This claim is the opposite of what the evidence shows. Multiple high-authority sources—including the Peterson-KFF Health System Tracker, KFF, and America's Health Rankings—consistently demonstrate that countries with universal healthcare outperform the U.S. on life expectancy (by 4+ years), infant mortality, maternal mortality, and avoidable deaths. The U.S. spends far more per capita than any peer nation yet ranks last or near-last on most key health outcome measures. Avoidable deaths are rising in the U.S. while falling in universal-care nations.
“The average American household spends more per month on cable TV and streaming subscriptions combined than on groceries.”
This claim is false. BLS-based data consistently shows the average American household spends roughly $504–$519 per month on groceries. Combined cable TV and streaming costs top out at approximately $153–$278 per month — less than half the grocery bill. The higher "media spending" figures sometimes cited (~$280/month) include internet and mobile services, not just cable and streaming. Even using the most generous estimates, cable plus streaming doesn't come close to matching grocery expenditures for the average household.

**Localization data with one point per instance:**
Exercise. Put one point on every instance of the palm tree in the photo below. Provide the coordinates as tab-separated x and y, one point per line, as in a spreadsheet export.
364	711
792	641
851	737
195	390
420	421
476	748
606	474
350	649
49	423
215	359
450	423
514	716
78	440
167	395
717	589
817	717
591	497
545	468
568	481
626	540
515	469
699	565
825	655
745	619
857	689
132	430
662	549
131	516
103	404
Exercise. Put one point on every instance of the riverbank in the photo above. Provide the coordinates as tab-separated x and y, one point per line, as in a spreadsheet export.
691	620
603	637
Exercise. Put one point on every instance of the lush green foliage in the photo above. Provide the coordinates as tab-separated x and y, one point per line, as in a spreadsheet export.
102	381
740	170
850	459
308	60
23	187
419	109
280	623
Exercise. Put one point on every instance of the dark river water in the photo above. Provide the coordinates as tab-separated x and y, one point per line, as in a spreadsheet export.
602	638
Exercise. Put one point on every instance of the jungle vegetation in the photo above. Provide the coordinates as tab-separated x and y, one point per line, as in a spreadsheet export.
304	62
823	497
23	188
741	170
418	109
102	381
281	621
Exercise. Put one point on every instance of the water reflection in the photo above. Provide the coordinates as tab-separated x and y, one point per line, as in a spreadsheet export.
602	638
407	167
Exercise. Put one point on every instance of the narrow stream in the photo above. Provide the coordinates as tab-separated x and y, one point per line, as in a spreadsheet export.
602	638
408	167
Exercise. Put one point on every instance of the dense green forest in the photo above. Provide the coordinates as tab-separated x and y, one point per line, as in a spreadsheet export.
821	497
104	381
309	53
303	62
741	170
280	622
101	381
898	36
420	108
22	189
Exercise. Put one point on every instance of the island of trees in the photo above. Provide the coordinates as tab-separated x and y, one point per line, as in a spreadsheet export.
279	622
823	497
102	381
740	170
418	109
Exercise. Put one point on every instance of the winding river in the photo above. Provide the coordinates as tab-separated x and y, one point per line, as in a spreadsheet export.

**GOAL OF THE EXERCISE:** Transcribe the part of the fact-check passage starting at "This claim is false." and ending at "the average household.". Work only from the fact-check passage.

**ANSWER BOX:**
This claim is false. BLS-based data consistently shows the average American household spends roughly $504–$519 per month on groceries. Combined cable TV and streaming costs top out at approximately $153–$278 per month — less than half the grocery bill. The higher "media spending" figures sometimes cited (~$280/month) include internet and mobile services, not just cable and streaming. Even using the most generous estimates, cable plus streaming doesn't come close to matching grocery expenditures for the average household.